Task to carry out:
Collect every line of the material that contains the string "leaved". Case counts.

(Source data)
════════════════════
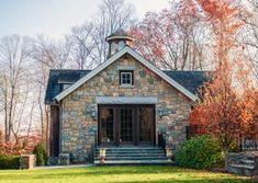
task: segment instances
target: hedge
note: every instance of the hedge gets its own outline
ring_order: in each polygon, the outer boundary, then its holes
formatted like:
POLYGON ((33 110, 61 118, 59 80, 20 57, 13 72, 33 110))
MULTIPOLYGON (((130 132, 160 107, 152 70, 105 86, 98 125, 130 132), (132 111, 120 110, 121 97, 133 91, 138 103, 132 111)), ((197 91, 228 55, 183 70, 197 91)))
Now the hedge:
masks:
POLYGON ((0 155, 0 169, 19 169, 19 156, 3 156, 0 155))
POLYGON ((223 149, 214 138, 197 136, 179 146, 176 163, 191 169, 221 168, 224 163, 223 149))

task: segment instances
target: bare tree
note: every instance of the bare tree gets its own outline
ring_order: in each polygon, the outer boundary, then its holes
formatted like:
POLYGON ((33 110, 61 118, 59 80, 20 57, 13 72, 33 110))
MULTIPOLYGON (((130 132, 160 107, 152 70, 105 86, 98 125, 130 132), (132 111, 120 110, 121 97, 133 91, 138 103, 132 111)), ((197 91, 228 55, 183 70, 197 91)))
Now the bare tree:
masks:
POLYGON ((70 50, 71 43, 68 38, 54 43, 44 36, 38 36, 34 39, 32 56, 48 68, 64 69, 69 67, 70 50))
POLYGON ((30 44, 18 35, 3 37, 0 42, 1 93, 4 113, 5 141, 18 134, 26 104, 27 69, 30 69, 30 44))
POLYGON ((203 70, 206 68, 209 27, 191 1, 170 2, 170 9, 149 12, 132 28, 135 47, 164 69, 203 70))
POLYGON ((103 0, 91 21, 72 27, 74 61, 77 68, 92 68, 101 65, 108 56, 105 37, 120 28, 128 28, 136 20, 135 9, 125 0, 103 0))
POLYGON ((71 34, 68 36, 71 41, 71 55, 76 68, 90 69, 93 66, 92 50, 94 44, 92 42, 93 24, 87 22, 81 26, 71 28, 71 34))

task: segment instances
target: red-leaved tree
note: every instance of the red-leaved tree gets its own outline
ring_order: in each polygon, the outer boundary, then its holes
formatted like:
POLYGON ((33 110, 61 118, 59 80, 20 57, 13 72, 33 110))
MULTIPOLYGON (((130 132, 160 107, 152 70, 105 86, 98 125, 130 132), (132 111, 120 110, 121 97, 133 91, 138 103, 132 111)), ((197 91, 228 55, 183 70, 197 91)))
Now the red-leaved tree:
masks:
POLYGON ((235 36, 245 23, 240 16, 249 14, 238 3, 229 0, 195 2, 214 33, 215 72, 211 82, 205 83, 201 91, 200 103, 192 112, 193 123, 201 122, 207 133, 220 140, 225 151, 225 169, 228 170, 229 146, 248 127, 248 121, 243 116, 246 108, 243 110, 243 92, 236 87, 236 66, 242 62, 242 45, 236 43, 235 36))

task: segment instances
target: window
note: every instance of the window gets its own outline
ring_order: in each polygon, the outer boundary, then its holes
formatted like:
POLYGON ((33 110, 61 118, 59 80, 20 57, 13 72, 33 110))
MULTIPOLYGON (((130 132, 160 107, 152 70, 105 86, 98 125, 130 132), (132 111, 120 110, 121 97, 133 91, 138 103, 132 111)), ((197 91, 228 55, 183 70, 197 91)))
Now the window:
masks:
POLYGON ((64 83, 64 84, 63 84, 63 90, 68 89, 70 85, 71 85, 71 83, 64 83))
POLYGON ((120 71, 120 85, 133 85, 134 78, 133 70, 121 70, 120 71))
POLYGON ((114 42, 111 43, 111 55, 114 55, 116 50, 116 44, 114 42))
POLYGON ((124 41, 120 41, 117 46, 119 50, 121 50, 124 46, 124 41))

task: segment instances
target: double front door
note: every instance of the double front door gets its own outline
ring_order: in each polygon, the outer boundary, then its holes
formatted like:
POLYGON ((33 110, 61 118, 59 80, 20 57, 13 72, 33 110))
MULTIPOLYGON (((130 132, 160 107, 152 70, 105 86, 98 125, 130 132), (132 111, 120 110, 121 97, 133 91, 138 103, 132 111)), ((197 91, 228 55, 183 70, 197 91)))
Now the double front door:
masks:
POLYGON ((99 145, 155 142, 154 105, 99 105, 99 145))

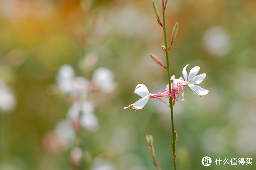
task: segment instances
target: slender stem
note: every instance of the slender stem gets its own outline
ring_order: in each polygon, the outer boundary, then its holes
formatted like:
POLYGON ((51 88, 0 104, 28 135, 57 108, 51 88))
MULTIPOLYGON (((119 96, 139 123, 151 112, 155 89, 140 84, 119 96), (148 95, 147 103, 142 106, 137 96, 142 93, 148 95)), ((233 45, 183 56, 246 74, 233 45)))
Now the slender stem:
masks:
MULTIPOLYGON (((167 47, 167 38, 166 38, 166 28, 165 28, 165 18, 164 13, 165 6, 164 5, 164 0, 163 0, 163 29, 164 30, 164 45, 165 47, 167 47)), ((168 69, 167 73, 168 73, 168 81, 169 83, 169 93, 171 93, 171 76, 170 76, 170 67, 169 66, 169 56, 168 51, 165 52, 165 56, 166 57, 166 62, 168 69)), ((170 98, 170 108, 171 109, 171 117, 172 119, 172 142, 173 143, 173 151, 175 151, 176 145, 175 143, 175 138, 174 136, 174 123, 173 123, 173 111, 172 108, 172 98, 170 98)), ((176 161, 173 156, 173 162, 174 163, 174 170, 177 170, 176 167, 176 161)))

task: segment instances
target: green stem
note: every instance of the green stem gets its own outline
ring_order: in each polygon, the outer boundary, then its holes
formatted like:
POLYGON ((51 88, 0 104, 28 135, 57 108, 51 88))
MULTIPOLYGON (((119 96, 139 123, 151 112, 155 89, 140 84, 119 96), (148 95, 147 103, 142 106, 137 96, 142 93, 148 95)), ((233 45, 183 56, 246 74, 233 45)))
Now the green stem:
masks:
MULTIPOLYGON (((165 28, 165 18, 164 13, 164 0, 163 0, 163 29, 164 30, 164 45, 166 48, 167 48, 167 38, 166 38, 166 29, 165 28)), ((166 49, 166 50, 167 49, 166 49)), ((170 75, 170 67, 169 66, 169 53, 167 50, 166 50, 165 56, 166 57, 166 62, 167 65, 167 68, 168 69, 167 73, 168 73, 168 81, 169 83, 169 89, 170 89, 169 92, 171 93, 171 76, 170 75)), ((172 108, 172 98, 170 97, 170 108, 171 109, 171 117, 172 119, 172 142, 173 143, 173 151, 176 150, 176 145, 175 143, 175 138, 174 136, 174 123, 173 123, 173 111, 172 108)), ((177 170, 176 167, 176 161, 173 156, 173 162, 174 163, 174 170, 177 170)))

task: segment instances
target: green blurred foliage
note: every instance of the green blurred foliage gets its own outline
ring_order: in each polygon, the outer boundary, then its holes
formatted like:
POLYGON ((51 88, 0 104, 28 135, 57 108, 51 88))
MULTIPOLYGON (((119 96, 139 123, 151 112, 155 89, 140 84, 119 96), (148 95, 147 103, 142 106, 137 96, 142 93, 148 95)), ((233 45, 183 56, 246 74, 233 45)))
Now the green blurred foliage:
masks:
MULTIPOLYGON (((179 77, 186 64, 199 66, 199 73, 207 74, 200 86, 210 91, 200 97, 186 89, 185 101, 174 106, 179 169, 206 169, 200 163, 206 156, 212 161, 207 169, 255 169, 255 8, 252 0, 168 1, 168 37, 179 25, 171 74, 179 77), (220 56, 209 52, 203 41, 214 26, 225 28, 230 39, 230 50, 220 56), (215 165, 216 158, 234 157, 252 158, 253 165, 215 165)), ((150 1, 2 1, 0 77, 17 104, 0 115, 0 169, 70 169, 70 149, 53 152, 43 142, 71 104, 66 96, 49 92, 65 63, 89 79, 96 68, 106 67, 118 83, 112 94, 90 96, 100 125, 95 133, 84 132, 91 164, 100 158, 117 170, 156 169, 145 140, 151 134, 160 167, 172 169, 168 108, 153 99, 136 113, 123 109, 139 98, 133 93, 138 84, 152 93, 164 90, 167 73, 149 56, 165 63, 164 42, 150 1), (98 58, 87 69, 81 62, 91 53, 98 58), (135 165, 140 169, 132 168, 135 165)))

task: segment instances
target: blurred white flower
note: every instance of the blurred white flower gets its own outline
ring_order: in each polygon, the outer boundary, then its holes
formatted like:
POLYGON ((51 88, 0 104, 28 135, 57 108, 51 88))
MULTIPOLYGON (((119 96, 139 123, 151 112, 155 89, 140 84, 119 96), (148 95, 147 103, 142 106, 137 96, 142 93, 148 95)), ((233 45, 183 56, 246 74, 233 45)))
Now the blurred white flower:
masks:
POLYGON ((72 163, 76 166, 79 166, 81 163, 83 151, 80 147, 76 146, 72 149, 70 154, 70 158, 72 163))
POLYGON ((231 49, 231 40, 227 29, 214 26, 206 30, 203 38, 204 46, 210 54, 221 56, 228 54, 231 49))
POLYGON ((94 106, 91 103, 77 101, 69 108, 68 115, 72 121, 78 120, 82 127, 91 132, 96 132, 99 130, 99 125, 94 112, 94 106))
POLYGON ((64 145, 68 144, 76 137, 76 132, 68 120, 60 121, 56 126, 55 131, 60 142, 64 145))
POLYGON ((148 88, 143 84, 139 84, 136 86, 134 93, 137 94, 141 98, 133 104, 130 104, 128 107, 125 107, 124 109, 126 109, 132 106, 132 110, 134 109, 136 112, 137 110, 142 109, 147 104, 150 95, 149 92, 148 88))
POLYGON ((0 109, 5 112, 8 112, 11 111, 16 104, 16 100, 12 93, 3 81, 0 79, 0 109))
POLYGON ((83 77, 75 77, 73 68, 65 64, 59 70, 57 76, 57 84, 60 90, 64 93, 86 92, 89 89, 88 80, 83 77))
POLYGON ((108 93, 113 92, 116 87, 113 72, 106 68, 100 67, 94 71, 92 80, 100 90, 108 93))

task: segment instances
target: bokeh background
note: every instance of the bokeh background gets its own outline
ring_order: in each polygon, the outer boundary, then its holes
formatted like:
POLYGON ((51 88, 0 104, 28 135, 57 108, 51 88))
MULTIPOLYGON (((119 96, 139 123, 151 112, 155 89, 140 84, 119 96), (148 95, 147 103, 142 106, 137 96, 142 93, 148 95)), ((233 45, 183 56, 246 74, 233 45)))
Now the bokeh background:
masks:
MULTIPOLYGON (((209 91, 186 88, 175 104, 178 169, 206 169, 207 156, 207 169, 255 169, 256 2, 167 4, 168 37, 179 24, 171 74, 199 66, 209 91)), ((149 0, 0 1, 0 169, 156 169, 148 134, 162 169, 172 169, 169 109, 151 99, 124 109, 138 84, 164 91, 167 73, 149 56, 165 63, 163 40, 149 0)))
════════════════════
Complete response:
target: red-leaved tree
note: every instance of the red-leaved tree gets its own outline
Now the red-leaved tree:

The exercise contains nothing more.